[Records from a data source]
--------
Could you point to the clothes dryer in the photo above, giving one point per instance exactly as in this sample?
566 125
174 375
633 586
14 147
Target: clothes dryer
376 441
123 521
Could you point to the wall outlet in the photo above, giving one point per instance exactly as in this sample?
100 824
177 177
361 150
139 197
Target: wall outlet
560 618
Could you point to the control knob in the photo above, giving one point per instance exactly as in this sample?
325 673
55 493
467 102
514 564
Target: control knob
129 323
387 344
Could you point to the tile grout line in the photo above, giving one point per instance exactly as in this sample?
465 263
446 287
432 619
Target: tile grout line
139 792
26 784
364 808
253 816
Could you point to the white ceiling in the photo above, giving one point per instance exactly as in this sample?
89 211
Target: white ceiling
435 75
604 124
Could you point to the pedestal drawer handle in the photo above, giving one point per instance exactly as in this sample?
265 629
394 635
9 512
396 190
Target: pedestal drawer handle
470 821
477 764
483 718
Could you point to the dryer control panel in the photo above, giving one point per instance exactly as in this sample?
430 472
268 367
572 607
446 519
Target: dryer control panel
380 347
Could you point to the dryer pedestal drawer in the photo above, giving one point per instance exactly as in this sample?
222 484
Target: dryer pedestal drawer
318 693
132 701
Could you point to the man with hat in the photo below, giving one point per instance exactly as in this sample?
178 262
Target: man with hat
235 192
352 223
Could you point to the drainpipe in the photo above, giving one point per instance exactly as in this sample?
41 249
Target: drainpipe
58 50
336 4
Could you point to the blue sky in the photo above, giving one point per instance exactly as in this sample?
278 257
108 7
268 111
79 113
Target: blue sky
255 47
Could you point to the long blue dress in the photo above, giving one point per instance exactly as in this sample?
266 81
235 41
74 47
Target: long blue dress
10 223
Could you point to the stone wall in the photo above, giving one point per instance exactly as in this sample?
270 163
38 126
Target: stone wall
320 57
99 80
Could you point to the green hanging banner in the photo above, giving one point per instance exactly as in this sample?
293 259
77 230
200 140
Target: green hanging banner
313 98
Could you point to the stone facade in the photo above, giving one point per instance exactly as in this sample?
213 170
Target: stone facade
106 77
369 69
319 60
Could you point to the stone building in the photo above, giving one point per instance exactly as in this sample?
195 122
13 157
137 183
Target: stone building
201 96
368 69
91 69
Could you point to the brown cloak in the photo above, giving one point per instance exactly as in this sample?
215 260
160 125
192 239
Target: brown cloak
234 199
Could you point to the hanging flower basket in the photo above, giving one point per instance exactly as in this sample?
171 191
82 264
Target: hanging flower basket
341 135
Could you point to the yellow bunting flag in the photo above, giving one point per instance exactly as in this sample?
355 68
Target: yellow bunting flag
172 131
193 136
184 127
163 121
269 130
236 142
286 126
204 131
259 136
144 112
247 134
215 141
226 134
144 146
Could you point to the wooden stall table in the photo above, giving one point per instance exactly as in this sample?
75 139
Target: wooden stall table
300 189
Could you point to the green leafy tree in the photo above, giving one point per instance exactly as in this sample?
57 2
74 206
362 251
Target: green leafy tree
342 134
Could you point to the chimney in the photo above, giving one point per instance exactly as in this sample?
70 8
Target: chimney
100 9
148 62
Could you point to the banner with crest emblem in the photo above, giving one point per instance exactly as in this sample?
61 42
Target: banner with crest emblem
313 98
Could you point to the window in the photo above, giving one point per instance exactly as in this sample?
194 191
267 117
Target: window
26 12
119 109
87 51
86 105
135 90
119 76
--------
* What you are asked to do
Make an exact copy of the records.

* Solution to the exercise
Could you point to the clothes dryer in the photo above, giving one point per instance exactly as in this sample?
566 125
174 375
633 586
14 147
Target: clothes dryer
376 441
123 521
Could you point to the wall outlet in the photo above, giving one point per instance exactly as in this sample?
100 824
177 177
361 150
139 197
Target: wall outlet
560 618
Could you point to the control knob in the photo above, giving one point per instance exactly as in this sample?
325 673
55 493
467 102
514 564
Target: control knob
129 323
387 344
Could you point to the tile grout line in the photo above, giving one point per instance exactly as in this sample?
465 263
446 287
432 619
Target: tile grout line
139 792
26 784
364 808
253 816
Could you point to the white ceiling in the photo above, giving one point per instance exactly as in this sample?
89 211
Target: white ceiling
435 75
604 124
Could you point to the pedestal drawer handle in the photo above, giving one point per instance exactly as in this sample?
265 629
394 635
9 512
396 190
Target: pedestal drawer handle
470 821
477 764
483 718
Could you point to the dryer control panel in the photo above, giving one point per instance exactly as in this sample?
430 472
268 367
572 607
446 519
Target: dryer control panel
380 347
Could you point to the dryer pedestal drawer in the photo above, giving one point per instance exactly as in this sample?
222 484
Target: dryer pedestal drawer
318 693
132 701
Could you point to the man with hat in the photo below, giving one point per instance exactly as in this sample?
178 262
Target: man with hat
235 192
352 223
Could you point to the drainpipe in the photo above, giving one point per instance exactly as in this sample?
41 249
Target: drainpipe
58 50
336 4
Could you point to the blue sky in the photo above, giving one point per instance exactly as in this sample?
278 257
108 7
268 111
79 113
Target: blue sky
255 47
Could you point to the long blue dress in the photo above, giving one point per instance exactly as in this sample?
266 81
235 41
74 47
Target: long blue dress
10 223
Could you point to the stone wall in the photo above, giving one point per instance exactly as in this sample?
270 163
38 126
Target: stone wall
320 57
99 80
Could you point to the green hanging banner in the photo above, giving one point per instance exactly as in this sample?
293 259
77 230
200 140
Target: green hanging banner
313 98
Could you point to the stone facade in the photo above, giving one point per instance exactly as in this sample?
213 170
Target: stone facade
106 77
369 69
319 60
Could you point to the stone building in the photo above, giving one point per instance exactly as in this sample?
195 122
13 157
137 183
Target: stone building
201 96
368 69
91 69
Could you point to the brown cloak in the photo above, giving one point per instance exactly as in this sample?
215 260
160 125
192 239
Target: brown cloak
234 199
Could you point to the hanging flower basket in the photo above, giving one point per instance exactly as in this sample?
171 191
82 264
Target: hanging flower basket
341 135
Could you point to the yellow bunting flag in the photo above, giving one point per instance exactly as in this sample?
355 68
Target: yellow bunting flag
172 131
193 136
184 127
163 121
269 130
236 142
286 126
204 131
259 136
144 112
247 134
215 141
226 134
144 146
Could you point to the wooden stall table in the photo above, giving one point per instance exactly as in this sample?
75 139
Target: wooden stall table
300 189
Could you point to the green leafy tree in the photo above, giving one point per instance exactly as in this sample?
57 2
74 206
362 251
Target: green leafy tree
342 134
Could you point to the chimney in the photo above, giving one point per instance exactly as in this sample?
70 8
Target: chimney
100 9
148 62
Could you point to the banner with crest emblem in the photo above, giving one point per instance exactly as in this sample?
61 42
Target: banner with crest emblem
313 98
Could you point to the window in the photo above, giving one point per instance exactly as in this sample?
194 191
267 117
Target: window
26 12
119 109
87 51
86 105
135 90
119 76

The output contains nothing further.